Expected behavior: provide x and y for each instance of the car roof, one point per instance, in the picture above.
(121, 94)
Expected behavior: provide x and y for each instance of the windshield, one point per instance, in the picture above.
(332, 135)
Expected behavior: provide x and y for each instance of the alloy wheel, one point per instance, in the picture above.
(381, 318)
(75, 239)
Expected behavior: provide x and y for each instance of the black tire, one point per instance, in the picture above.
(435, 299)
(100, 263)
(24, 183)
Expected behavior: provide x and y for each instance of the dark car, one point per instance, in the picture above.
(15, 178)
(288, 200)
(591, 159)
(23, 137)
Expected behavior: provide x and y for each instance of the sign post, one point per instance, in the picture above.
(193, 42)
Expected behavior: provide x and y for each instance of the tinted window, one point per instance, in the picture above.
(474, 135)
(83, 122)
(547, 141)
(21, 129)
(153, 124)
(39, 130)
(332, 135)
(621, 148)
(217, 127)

· · · ·

• _SHORT TASK_: Copy the items above verbatim, keeping every line unchanged.

• _RESPONSE TO THIS EXERCISE_:
Expected behavior: provide x and y for each instance of the car roof, one point per instance, in the picture above.
(121, 94)
Expected behavior: provide x and y for each instance of the windshield, one point per instance, in the picture above.
(332, 135)
Expected behavior: provide x and y for each instance of the alloy wheel, one point per instance, in the picture above.
(381, 318)
(75, 239)
Expected behavior: provide x and y for each instance of the black tire, one point per instance, in the picture above.
(435, 299)
(100, 263)
(24, 183)
Expected behavior: provide x and y for each instance of the dark car, one point per instance, in the picture above.
(15, 178)
(288, 200)
(591, 159)
(23, 137)
Expected behavior: provide x and y for each instance of the sign post, one point per instance, in the picture above.
(193, 42)
Expected behavior: provide x and y for each instance of the tinted window, one point per instance, in the picture above.
(474, 135)
(83, 122)
(547, 141)
(21, 129)
(153, 124)
(39, 130)
(332, 135)
(621, 148)
(217, 127)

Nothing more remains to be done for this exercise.